-- RECORDS PROVIDED start --

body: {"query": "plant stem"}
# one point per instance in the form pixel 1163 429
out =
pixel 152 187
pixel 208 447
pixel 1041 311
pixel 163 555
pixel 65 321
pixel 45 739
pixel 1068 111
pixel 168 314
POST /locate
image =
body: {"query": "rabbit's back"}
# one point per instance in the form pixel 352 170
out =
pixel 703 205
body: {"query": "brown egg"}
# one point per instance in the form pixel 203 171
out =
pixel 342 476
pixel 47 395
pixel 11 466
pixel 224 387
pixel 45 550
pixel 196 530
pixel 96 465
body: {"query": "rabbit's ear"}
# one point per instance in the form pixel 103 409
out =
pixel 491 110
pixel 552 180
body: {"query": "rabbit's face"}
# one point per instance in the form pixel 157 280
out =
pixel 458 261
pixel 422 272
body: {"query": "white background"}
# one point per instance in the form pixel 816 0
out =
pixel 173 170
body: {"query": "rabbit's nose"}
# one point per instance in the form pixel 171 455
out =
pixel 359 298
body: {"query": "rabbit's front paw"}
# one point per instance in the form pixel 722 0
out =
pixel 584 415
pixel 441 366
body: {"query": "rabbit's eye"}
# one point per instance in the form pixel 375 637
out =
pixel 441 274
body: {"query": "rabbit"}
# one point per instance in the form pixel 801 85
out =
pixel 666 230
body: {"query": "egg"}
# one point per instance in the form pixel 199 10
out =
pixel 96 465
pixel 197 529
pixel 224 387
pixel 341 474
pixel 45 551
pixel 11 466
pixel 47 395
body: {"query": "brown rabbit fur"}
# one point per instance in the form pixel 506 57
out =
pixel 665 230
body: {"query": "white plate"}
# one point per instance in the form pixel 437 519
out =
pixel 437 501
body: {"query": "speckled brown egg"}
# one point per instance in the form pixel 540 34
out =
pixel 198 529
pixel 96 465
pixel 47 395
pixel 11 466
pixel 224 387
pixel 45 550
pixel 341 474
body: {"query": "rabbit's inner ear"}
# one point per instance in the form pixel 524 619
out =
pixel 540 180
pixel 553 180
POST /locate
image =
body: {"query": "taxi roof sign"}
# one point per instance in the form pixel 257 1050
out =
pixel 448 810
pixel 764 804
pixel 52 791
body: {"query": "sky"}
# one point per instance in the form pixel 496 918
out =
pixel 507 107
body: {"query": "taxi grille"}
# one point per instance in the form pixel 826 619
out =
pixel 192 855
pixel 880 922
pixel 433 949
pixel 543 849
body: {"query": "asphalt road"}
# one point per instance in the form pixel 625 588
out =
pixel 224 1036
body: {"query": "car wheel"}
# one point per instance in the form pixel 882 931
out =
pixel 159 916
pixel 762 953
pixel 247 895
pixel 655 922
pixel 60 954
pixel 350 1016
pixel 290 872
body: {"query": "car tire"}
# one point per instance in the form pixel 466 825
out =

-- RECORDS PROVIDED end --

## EXERCISE OBJECTIVE
Reproduce every line of the items above, character for character, without changing anything.

## EXERCISE RESPONSE
body: {"query": "plant stem"}
# one point per instance in the form pixel 1163 429
out =
pixel 152 187
pixel 208 447
pixel 1041 311
pixel 163 555
pixel 65 321
pixel 45 739
pixel 1068 111
pixel 168 314
POST /locate
image =
body: {"query": "rabbit's back"}
# one point per instance in the form pixel 352 170
out =
pixel 703 205
body: {"query": "brown egg"}
# one point per instance in the form pixel 203 171
out =
pixel 342 476
pixel 47 395
pixel 11 466
pixel 224 387
pixel 45 550
pixel 196 530
pixel 96 465
body: {"query": "rabbit's ear"}
# one point per instance in the form pixel 103 409
out =
pixel 491 110
pixel 552 180
body: {"query": "rabbit's face"}
# one point per instance in the form pixel 157 280
out =
pixel 458 261
pixel 422 272
body: {"query": "white background"}
# one point per instance in the form pixel 816 0
out =
pixel 173 170
body: {"query": "rabbit's nose"}
# one point per instance in the form pixel 171 455
out =
pixel 359 298
body: {"query": "rabbit's front paw"}
# one point per instance in the form pixel 722 0
out =
pixel 584 415
pixel 441 366
body: {"query": "rabbit's eye"}
# one point per instance in the form pixel 375 637
out =
pixel 441 274
body: {"query": "rabbit"}
# one point per instance in the form pixel 801 85
out =
pixel 666 230
body: {"query": "egg"}
# one point per instance in the form pixel 199 10
out =
pixel 96 465
pixel 197 529
pixel 224 387
pixel 341 474
pixel 45 551
pixel 11 466
pixel 47 395
body: {"query": "brown rabbit fur"}
# one point per instance in the form pixel 506 57
out =
pixel 665 230
body: {"query": "white plate"}
# one point per instance in the form pixel 437 519
out =
pixel 437 501
body: {"query": "speckled brown egg"}
# one point per instance in the form pixel 540 34
out =
pixel 198 529
pixel 96 465
pixel 47 395
pixel 11 466
pixel 224 387
pixel 45 550
pixel 341 474
body: {"query": "rabbit's inner ear"}
# one point per instance in the form pixel 524 619
out =
pixel 540 180
pixel 553 180
POST /locate
image =
body: {"query": "taxi roof sign"}
# one point per instance in the form pixel 257 1050
out =
pixel 448 810
pixel 764 804
pixel 52 791
body: {"query": "sky"}
# one point per instance in the form pixel 496 918
out =
pixel 507 107
body: {"query": "taxi grille"}
# one point per instance in the form pixel 826 619
out =
pixel 192 855
pixel 880 922
pixel 433 949
pixel 543 849
body: {"query": "asphalt road"}
# one point per instance in the form pixel 625 588
out =
pixel 224 1036
body: {"query": "car wheel"}
# one point per instance in the form pixel 882 931
out =
pixel 159 916
pixel 762 953
pixel 247 895
pixel 655 922
pixel 60 954
pixel 350 1016
pixel 290 872
body: {"query": "car tire"}
# one point per instance in the form pixel 466 825
out =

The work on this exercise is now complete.